> [What this task involves] Format the data below as a JSON list of strings, one string per line, with blank lines skipped and the picture placeholders left out.

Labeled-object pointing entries
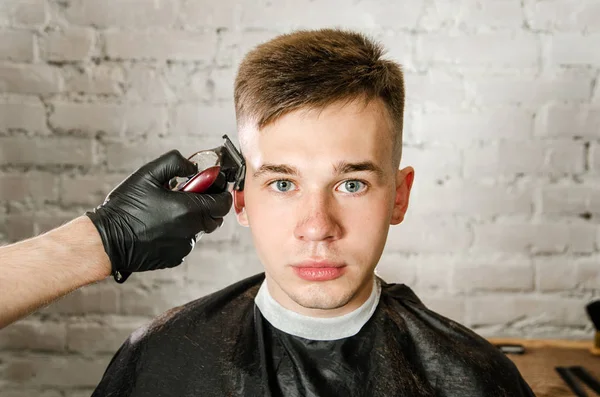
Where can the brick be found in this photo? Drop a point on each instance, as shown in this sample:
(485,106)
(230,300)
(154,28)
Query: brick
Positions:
(423,234)
(26,13)
(90,79)
(54,371)
(563,15)
(433,273)
(197,119)
(85,337)
(30,392)
(147,83)
(212,15)
(459,127)
(530,91)
(546,238)
(433,88)
(17,227)
(233,46)
(396,268)
(89,189)
(33,335)
(16,45)
(504,309)
(79,392)
(30,79)
(129,13)
(569,200)
(172,45)
(22,113)
(588,273)
(480,49)
(555,273)
(594,158)
(73,44)
(473,14)
(102,297)
(55,151)
(110,118)
(574,49)
(562,121)
(121,156)
(448,306)
(222,81)
(493,275)
(525,157)
(289,15)
(217,267)
(470,199)
(432,162)
(37,186)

> [Task response]
[
  "Where can the brick be found in this photo? Drop a point on each instance, as shown in this sample:",
  "(485,106)",
  "(230,300)",
  "(154,28)",
  "Query: brick",
  "Positions:",
  "(423,234)",
  "(26,13)",
  "(90,79)",
  "(54,371)",
  "(563,15)",
  "(433,273)",
  "(197,119)",
  "(85,337)",
  "(30,392)",
  "(147,83)",
  "(212,15)",
  "(459,127)",
  "(530,91)",
  "(546,238)",
  "(433,88)",
  "(17,227)",
  "(233,46)",
  "(396,268)",
  "(89,189)",
  "(33,335)",
  "(16,45)",
  "(504,309)",
  "(79,392)",
  "(30,79)",
  "(129,13)",
  "(569,200)",
  "(172,45)",
  "(22,113)",
  "(588,273)",
  "(480,49)",
  "(555,273)",
  "(594,158)",
  "(73,44)",
  "(473,14)",
  "(102,297)",
  "(55,151)",
  "(110,118)",
  "(574,49)",
  "(562,121)",
  "(121,156)",
  "(448,306)",
  "(222,81)",
  "(493,275)",
  "(525,157)",
  "(289,15)",
  "(217,267)",
  "(470,199)",
  "(432,162)",
  "(37,186)"
]